Your objective:
Could you lay out every line of all the records below as a JSON list of strings, one string per line, with blank lines and the pictures left out?

Labeled area outline items:
----------------------------------------
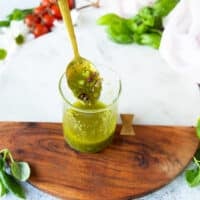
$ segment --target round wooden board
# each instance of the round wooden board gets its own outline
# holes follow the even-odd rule
[[[71,150],[58,123],[0,123],[0,149],[31,165],[30,183],[67,200],[131,199],[174,179],[194,155],[192,127],[135,126],[97,154]]]

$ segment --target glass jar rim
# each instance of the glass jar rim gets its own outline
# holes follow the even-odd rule
[[[112,70],[112,69],[111,69]],[[112,70],[113,71],[113,70]],[[117,73],[115,71],[113,71],[116,75]],[[117,75],[118,76],[118,75]],[[60,92],[60,95],[62,96],[62,99],[64,100],[65,103],[67,103],[68,105],[70,105],[70,107],[72,107],[73,110],[76,110],[78,112],[82,112],[82,113],[98,113],[98,112],[104,112],[106,110],[108,110],[110,107],[112,107],[119,99],[119,96],[121,94],[121,89],[122,89],[122,86],[121,86],[121,80],[120,78],[118,78],[118,82],[119,82],[119,89],[118,89],[118,93],[116,95],[116,97],[113,99],[113,101],[106,105],[105,108],[97,108],[97,109],[82,109],[82,108],[77,108],[76,106],[74,106],[66,97],[65,97],[65,94],[63,93],[63,89],[62,89],[62,81],[63,81],[63,78],[65,78],[65,73],[63,73],[60,77],[60,80],[59,80],[59,84],[58,84],[58,89],[59,89],[59,92]],[[67,84],[67,83],[66,83]],[[78,99],[77,99],[78,100]]]

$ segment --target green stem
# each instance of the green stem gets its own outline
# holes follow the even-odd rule
[[[200,168],[200,164],[199,164],[200,161],[197,160],[195,157],[193,159],[194,159],[195,164]]]
[[[13,163],[13,162],[15,162],[14,161],[14,159],[13,159],[13,157],[12,157],[12,154],[11,154],[11,152],[8,150],[8,149],[2,149],[2,150],[0,150],[0,154],[3,154],[3,160],[5,161],[6,160],[6,157],[7,157],[7,155],[9,156],[9,158],[10,158],[10,161]]]

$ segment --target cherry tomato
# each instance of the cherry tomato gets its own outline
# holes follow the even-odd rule
[[[35,37],[39,37],[49,32],[49,29],[43,24],[36,24],[35,28],[33,29],[33,34]]]
[[[25,17],[24,22],[28,27],[33,27],[40,23],[40,18],[37,15],[29,14]]]
[[[33,12],[34,12],[34,14],[39,15],[39,16],[44,15],[45,13],[47,13],[47,7],[43,6],[43,5],[38,6],[34,9]]]
[[[41,5],[42,6],[49,6],[51,5],[52,0],[42,0]]]
[[[60,9],[57,4],[53,4],[51,6],[51,14],[56,18],[56,19],[62,19]]]
[[[49,28],[51,28],[53,26],[53,22],[54,22],[54,17],[52,15],[49,14],[45,14],[42,17],[42,22]]]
----------------------------------------
Written answer:
[
  "$ segment --target round wooden board",
  "# each instance of the round wooden board gets its own outline",
  "# holes follow the even-odd rule",
  "[[[71,150],[58,123],[0,123],[0,149],[31,165],[30,183],[67,200],[131,199],[174,179],[194,155],[192,127],[135,126],[97,154]]]",
  "$ segment --target glass jar rim",
  "# each instance of the glass jar rim gets its own outline",
  "# holes follow the even-odd rule",
  "[[[112,70],[112,69],[111,69]],[[112,70],[113,71],[113,70]],[[117,73],[115,71],[113,71],[116,75]],[[117,75],[118,76],[118,75]],[[60,92],[60,95],[62,96],[62,99],[64,100],[65,103],[67,103],[68,105],[70,105],[70,107],[72,107],[73,110],[76,110],[78,112],[82,112],[82,113],[98,113],[98,112],[104,112],[106,110],[108,110],[110,107],[112,107],[119,99],[119,96],[121,94],[121,89],[122,89],[122,86],[121,86],[121,80],[120,78],[118,78],[118,82],[119,82],[119,89],[118,89],[118,93],[116,95],[116,97],[113,99],[113,101],[106,105],[105,108],[97,108],[97,109],[82,109],[82,108],[77,108],[76,106],[74,106],[66,97],[65,97],[65,94],[63,93],[63,89],[62,89],[62,81],[63,81],[63,78],[65,78],[65,73],[63,73],[60,77],[60,80],[59,80],[59,84],[58,84],[58,89],[59,89],[59,92]],[[67,84],[67,83],[66,83]],[[78,99],[77,99],[78,100]]]",
  "$ segment --target green stem",
  "# each instance of the green stem gets its own outline",
  "# holes follow the even-odd rule",
  "[[[200,168],[200,164],[199,164],[200,161],[197,160],[195,157],[193,159],[194,159],[195,164]]]",
  "[[[13,163],[13,162],[15,162],[14,161],[14,159],[13,159],[13,157],[12,157],[12,154],[11,154],[11,152],[8,150],[8,149],[2,149],[2,150],[0,150],[0,154],[3,154],[3,160],[5,161],[6,160],[6,157],[7,157],[7,155],[9,156],[9,158],[10,158],[10,161]]]",
  "$ segment --target cherry tomato",
  "# each instance of the cherry tomato gets its own outline",
  "# holes follow the even-odd rule",
  "[[[35,37],[39,37],[49,32],[49,29],[43,24],[36,24],[35,28],[33,29],[33,34]]]",
  "[[[25,17],[24,22],[28,27],[33,27],[40,23],[40,18],[37,15],[29,14]]]",
  "[[[33,12],[34,12],[34,14],[39,15],[39,16],[44,15],[45,13],[47,13],[47,7],[43,6],[43,5],[38,6],[34,9]]]",
  "[[[41,5],[42,6],[49,6],[51,5],[52,0],[42,0]]]",
  "[[[60,9],[57,4],[53,4],[51,6],[51,14],[56,18],[56,19],[62,19]]]",
  "[[[49,28],[51,28],[53,26],[53,22],[54,22],[54,17],[52,15],[49,14],[45,14],[42,17],[42,22]]]"
]